┏━━
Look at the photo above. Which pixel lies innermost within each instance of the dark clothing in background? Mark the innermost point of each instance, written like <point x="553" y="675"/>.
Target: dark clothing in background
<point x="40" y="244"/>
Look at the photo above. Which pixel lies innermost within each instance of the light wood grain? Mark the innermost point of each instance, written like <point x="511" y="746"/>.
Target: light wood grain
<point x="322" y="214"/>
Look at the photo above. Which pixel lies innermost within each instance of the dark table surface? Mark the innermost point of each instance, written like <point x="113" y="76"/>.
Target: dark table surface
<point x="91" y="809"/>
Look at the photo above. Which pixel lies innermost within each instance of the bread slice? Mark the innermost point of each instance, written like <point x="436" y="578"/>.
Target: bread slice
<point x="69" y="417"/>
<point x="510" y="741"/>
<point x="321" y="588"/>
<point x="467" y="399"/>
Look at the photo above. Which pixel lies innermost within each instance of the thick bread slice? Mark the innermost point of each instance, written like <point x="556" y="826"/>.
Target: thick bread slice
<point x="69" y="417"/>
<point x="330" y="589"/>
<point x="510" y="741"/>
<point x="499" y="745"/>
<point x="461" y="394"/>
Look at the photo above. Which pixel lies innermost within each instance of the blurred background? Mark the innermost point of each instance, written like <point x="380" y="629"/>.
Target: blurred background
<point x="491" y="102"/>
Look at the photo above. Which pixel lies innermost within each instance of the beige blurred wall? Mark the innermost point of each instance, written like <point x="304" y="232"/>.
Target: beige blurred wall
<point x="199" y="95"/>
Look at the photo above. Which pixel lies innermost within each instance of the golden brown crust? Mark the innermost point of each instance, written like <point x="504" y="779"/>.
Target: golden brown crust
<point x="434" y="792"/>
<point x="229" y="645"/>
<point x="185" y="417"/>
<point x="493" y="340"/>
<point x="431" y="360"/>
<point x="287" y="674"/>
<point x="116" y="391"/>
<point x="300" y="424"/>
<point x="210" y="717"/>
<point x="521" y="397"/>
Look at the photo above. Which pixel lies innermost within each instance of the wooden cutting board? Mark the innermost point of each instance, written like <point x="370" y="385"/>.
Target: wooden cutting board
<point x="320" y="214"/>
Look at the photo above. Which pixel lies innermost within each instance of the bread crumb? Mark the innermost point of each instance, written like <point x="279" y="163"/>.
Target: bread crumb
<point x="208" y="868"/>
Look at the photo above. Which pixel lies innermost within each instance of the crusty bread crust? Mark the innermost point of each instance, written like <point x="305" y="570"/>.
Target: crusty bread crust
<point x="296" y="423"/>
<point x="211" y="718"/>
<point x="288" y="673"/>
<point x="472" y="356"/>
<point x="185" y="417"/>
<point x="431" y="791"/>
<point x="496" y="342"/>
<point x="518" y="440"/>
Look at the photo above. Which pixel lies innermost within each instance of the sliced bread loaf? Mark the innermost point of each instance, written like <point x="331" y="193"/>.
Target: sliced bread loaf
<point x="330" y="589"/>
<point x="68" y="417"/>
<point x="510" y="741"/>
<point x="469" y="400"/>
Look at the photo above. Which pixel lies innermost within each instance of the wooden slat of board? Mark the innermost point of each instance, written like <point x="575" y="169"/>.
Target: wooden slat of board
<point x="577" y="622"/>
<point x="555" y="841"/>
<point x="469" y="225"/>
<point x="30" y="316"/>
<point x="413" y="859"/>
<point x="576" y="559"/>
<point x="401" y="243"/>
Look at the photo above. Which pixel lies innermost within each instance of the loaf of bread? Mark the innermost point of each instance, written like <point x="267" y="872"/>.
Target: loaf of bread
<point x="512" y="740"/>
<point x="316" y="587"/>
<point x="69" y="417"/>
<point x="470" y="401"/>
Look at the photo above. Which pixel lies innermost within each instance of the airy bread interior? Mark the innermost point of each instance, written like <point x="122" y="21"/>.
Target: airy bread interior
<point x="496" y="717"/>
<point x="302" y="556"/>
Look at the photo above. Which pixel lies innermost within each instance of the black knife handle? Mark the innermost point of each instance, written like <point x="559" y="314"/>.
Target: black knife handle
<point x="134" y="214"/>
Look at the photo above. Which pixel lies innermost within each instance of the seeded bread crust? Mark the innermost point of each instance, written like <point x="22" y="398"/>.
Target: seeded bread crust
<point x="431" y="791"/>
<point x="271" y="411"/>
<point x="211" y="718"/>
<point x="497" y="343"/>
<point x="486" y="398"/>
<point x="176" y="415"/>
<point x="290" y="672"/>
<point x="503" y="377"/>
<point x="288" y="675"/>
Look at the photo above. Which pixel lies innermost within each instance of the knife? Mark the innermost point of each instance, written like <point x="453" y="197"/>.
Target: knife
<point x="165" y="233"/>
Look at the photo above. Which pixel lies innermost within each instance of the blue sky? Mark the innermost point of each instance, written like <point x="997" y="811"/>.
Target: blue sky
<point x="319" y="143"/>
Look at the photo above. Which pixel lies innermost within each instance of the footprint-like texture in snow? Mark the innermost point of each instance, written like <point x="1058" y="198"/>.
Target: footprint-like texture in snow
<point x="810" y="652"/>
┗━━
__Given task__:
Using the data above, return each line exactly as written.

__Output of the exercise__:
Look at the photo above. Which pixel lies innermost within each instance of the dark clothing in background? Mark the innermost point of each instance, written like <point x="553" y="675"/>.
Target: dark clothing in background
<point x="40" y="244"/>
Look at the photo above. Which pixel lies innermost within each instance of the light wood grain? Mark the innermost point of each instance, written like <point x="511" y="746"/>.
Target: light wood grain
<point x="322" y="214"/>
Look at the photo above. Which pixel lies innermost within each instance of the dark table surface? Mark the innermost point of each instance, written like <point x="113" y="76"/>.
Target: dark table surface
<point x="91" y="809"/>
Look at the photo above. Which pixel lies innermost within each instance of the bread slice? Mark the innermost point of each instance, written like <point x="436" y="578"/>.
Target: bread slice
<point x="69" y="417"/>
<point x="510" y="741"/>
<point x="321" y="588"/>
<point x="467" y="399"/>
Look at the photo above. Which pixel lies innermost within each instance of the thick bread slice? Mark the innermost point of each instance, written like <point x="556" y="826"/>.
Target: thick bread slice
<point x="69" y="417"/>
<point x="330" y="589"/>
<point x="510" y="741"/>
<point x="499" y="745"/>
<point x="461" y="394"/>
Look at the photo above. Which pixel lies innermost within each instance of the blurred background? Mark the innermost point of each instance, written like <point x="380" y="629"/>.
Target: blurred background
<point x="491" y="102"/>
Look at the photo above. Which pixel lies innermost within each instance of the beige blurred wall? Mark the innermost point of each instance, written like <point x="304" y="232"/>.
Target: beige blurred wall
<point x="199" y="95"/>
Look at the photo above. Which pixel lies innermost within each instance of the golden brown crust? Mark the innermost point of each instance, written like <point x="504" y="779"/>.
Target: golden brown crust
<point x="434" y="792"/>
<point x="229" y="645"/>
<point x="185" y="417"/>
<point x="493" y="340"/>
<point x="431" y="360"/>
<point x="287" y="674"/>
<point x="116" y="391"/>
<point x="300" y="424"/>
<point x="210" y="717"/>
<point x="521" y="397"/>
Look at the photo above. Which pixel lies innermost within each instance of the wooden cutting board? Mark the innermost point of each instance, written like <point x="370" y="385"/>.
Target: wooden cutting board
<point x="320" y="214"/>
Look at the photo above. Which pixel lies innermost within each instance of the bread crumb? Mark the innermost point of each instance, written like <point x="279" y="163"/>.
Target: bread crumb
<point x="208" y="868"/>
Look at the photo above. Which pixel lies innermost within each instance of the crusty bread crust? Mark the innermost point of each instance, written like <point x="305" y="570"/>.
Target: crusty bread crust
<point x="296" y="423"/>
<point x="211" y="718"/>
<point x="288" y="673"/>
<point x="472" y="356"/>
<point x="185" y="417"/>
<point x="431" y="791"/>
<point x="496" y="342"/>
<point x="518" y="440"/>
Look at the photo above. Which pixel lies innermost within each instance of the sliced bread loaf? Mark the innermost point of each instance, written like <point x="331" y="193"/>.
Target: sliced bread loaf
<point x="330" y="589"/>
<point x="68" y="417"/>
<point x="510" y="741"/>
<point x="469" y="400"/>
Look at the photo above. Which pixel lies innermost within each instance of the wooden slat of board? Mark the innermost point of each instance, written like <point x="575" y="169"/>.
Target: wooden slat of board
<point x="577" y="622"/>
<point x="555" y="841"/>
<point x="469" y="225"/>
<point x="30" y="316"/>
<point x="413" y="859"/>
<point x="576" y="559"/>
<point x="401" y="243"/>
Look at the photo above. Which pixel lies innermost within each instance of the loaf of bread? Mark the innermost point of each instance, written like <point x="267" y="872"/>.
Target: loaf of bread
<point x="512" y="740"/>
<point x="316" y="587"/>
<point x="69" y="417"/>
<point x="470" y="401"/>
Look at the photo above. Which pixel lies innermost within each instance of the airy bread interior? Mark the innermost point of each instance, written like <point x="122" y="21"/>.
Target: airy bread interior
<point x="496" y="717"/>
<point x="302" y="556"/>
Look at the photo above. Which pixel lies innermost within each instance of the black knife handle? Mark the innermost point of each instance, written like <point x="559" y="314"/>.
Target: black knife handle
<point x="134" y="214"/>
Look at the photo above. Which pixel lies innermost within each instance of the seeded bread crust? Mark the innermost point of each instance, written like <point x="22" y="398"/>.
Target: seeded bread crust
<point x="431" y="791"/>
<point x="271" y="411"/>
<point x="211" y="718"/>
<point x="497" y="343"/>
<point x="486" y="398"/>
<point x="176" y="415"/>
<point x="290" y="672"/>
<point x="503" y="377"/>
<point x="288" y="675"/>
Look at the photo above. Which pixel lies innermost within each instance of the knife? Mark the innermost point of each instance, written like <point x="453" y="197"/>.
Target: knife
<point x="165" y="233"/>
Look at the photo above. Which pixel lies innermost within each instance of the blue sky? Mark the innermost point of each instance, written like <point x="997" y="811"/>.
Target: blue sky
<point x="319" y="143"/>
Look at the photo above. Which pixel lies innermost within each instance of the footprint-like texture in snow? Mark the innermost point of each instance, written like <point x="1058" y="198"/>.
Target: footprint-like texture in snow
<point x="810" y="652"/>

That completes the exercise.